# TASK PROMPT:
Can you recast the lines of the listing below, from the line with "Return the outline" up to and including the line with "One sample in", as a Markdown table with the columns "Row" and "Line"? Number each row and leave out any blank lines.

(Region annotation entries)
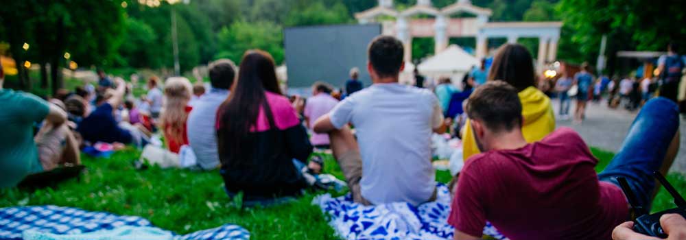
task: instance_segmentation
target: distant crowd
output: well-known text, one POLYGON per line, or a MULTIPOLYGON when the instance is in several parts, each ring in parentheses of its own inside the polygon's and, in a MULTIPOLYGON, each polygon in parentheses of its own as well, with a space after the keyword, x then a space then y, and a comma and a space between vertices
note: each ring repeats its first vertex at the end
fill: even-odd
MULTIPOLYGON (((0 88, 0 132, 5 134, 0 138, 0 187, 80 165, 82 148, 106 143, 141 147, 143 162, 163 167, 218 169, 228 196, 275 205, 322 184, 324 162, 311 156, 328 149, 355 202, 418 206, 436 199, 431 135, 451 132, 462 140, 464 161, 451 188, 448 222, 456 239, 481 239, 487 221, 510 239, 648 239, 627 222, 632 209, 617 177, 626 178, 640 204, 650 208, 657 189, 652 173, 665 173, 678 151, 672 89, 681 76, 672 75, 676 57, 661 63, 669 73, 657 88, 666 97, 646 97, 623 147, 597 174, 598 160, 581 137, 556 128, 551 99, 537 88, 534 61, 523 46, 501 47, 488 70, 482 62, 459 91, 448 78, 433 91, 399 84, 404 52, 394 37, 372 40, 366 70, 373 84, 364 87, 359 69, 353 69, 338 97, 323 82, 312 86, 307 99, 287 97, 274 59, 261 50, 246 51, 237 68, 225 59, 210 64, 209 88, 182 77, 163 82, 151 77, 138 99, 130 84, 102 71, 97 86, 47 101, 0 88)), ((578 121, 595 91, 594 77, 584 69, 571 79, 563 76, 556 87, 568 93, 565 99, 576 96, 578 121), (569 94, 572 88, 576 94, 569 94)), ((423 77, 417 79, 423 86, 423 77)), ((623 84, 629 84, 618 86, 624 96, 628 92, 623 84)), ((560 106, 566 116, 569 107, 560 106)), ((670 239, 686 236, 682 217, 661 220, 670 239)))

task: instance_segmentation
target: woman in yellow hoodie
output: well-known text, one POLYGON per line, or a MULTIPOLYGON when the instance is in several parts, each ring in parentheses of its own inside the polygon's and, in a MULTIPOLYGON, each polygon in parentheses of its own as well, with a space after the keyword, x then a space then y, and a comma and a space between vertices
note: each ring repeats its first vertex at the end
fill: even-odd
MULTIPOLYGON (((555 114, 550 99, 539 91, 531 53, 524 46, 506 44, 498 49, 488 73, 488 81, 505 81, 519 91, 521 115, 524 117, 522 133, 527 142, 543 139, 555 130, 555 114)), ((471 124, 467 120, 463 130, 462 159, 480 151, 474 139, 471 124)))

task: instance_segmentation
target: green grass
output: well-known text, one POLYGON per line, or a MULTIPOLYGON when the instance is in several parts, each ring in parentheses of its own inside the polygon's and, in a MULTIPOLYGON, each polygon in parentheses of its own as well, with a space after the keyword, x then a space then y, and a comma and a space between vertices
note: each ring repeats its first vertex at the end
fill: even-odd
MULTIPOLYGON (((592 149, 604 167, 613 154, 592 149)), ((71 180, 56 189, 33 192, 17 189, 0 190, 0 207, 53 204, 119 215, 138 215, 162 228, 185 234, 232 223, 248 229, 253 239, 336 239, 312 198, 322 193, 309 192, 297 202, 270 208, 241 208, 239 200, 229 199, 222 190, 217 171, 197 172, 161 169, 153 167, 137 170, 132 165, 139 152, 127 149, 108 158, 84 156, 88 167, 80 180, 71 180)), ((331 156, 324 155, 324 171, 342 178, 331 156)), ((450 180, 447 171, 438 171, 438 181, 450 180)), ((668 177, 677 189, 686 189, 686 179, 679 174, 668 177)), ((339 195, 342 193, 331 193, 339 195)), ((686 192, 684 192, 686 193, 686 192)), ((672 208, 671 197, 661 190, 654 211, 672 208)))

...

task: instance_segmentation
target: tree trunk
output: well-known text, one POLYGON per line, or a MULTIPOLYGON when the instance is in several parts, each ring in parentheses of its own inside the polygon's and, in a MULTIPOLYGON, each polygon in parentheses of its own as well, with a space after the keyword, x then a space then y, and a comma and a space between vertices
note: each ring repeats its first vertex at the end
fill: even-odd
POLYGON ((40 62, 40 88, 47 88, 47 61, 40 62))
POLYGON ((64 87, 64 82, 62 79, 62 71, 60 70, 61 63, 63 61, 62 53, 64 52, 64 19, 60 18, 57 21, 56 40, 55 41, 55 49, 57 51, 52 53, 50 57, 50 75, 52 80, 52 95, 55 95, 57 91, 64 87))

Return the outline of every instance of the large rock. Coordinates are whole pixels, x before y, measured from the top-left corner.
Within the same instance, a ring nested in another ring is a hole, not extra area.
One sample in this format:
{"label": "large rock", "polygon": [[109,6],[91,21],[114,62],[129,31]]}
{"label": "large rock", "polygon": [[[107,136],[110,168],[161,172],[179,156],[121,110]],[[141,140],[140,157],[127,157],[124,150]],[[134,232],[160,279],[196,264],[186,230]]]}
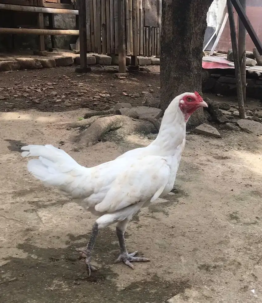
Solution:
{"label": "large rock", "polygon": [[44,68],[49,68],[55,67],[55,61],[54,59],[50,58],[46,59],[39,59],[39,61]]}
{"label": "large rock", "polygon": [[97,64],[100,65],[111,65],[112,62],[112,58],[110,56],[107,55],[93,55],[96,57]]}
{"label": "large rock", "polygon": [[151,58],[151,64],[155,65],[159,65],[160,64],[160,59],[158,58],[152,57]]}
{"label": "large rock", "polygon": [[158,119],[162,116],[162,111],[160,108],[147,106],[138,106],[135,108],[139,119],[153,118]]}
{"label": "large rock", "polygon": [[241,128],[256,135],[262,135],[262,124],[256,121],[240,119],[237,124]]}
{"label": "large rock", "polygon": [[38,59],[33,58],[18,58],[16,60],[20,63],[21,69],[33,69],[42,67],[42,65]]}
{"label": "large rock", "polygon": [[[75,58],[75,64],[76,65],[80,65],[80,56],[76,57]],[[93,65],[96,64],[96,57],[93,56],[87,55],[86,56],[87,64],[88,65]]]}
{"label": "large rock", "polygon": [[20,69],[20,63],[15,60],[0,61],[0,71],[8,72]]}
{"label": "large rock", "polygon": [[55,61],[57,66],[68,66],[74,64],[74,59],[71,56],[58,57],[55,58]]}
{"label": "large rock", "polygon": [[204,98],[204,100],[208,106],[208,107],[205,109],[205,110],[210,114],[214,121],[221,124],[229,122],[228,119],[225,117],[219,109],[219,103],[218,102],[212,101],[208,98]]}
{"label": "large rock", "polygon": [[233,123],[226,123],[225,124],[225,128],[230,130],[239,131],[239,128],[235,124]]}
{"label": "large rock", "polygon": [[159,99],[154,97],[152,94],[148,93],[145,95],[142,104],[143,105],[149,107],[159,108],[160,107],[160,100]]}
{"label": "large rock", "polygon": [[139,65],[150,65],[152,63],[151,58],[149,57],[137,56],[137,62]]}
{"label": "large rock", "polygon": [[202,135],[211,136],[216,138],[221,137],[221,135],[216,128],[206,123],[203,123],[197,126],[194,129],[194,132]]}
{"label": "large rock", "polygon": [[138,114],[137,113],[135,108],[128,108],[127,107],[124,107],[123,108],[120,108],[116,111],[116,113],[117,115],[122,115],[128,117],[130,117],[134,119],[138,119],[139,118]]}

# FINAL ANSWER:
| Row | Line |
|---|---|
| 1 | Return the outline of every instance of the large rock. Coordinates are whole pixels, x before y, measured from the top-left corner. |
| 2 | Within the same instance, a ring nested in another ring is a hole, not extra area. |
| 3 | One sample in this format: |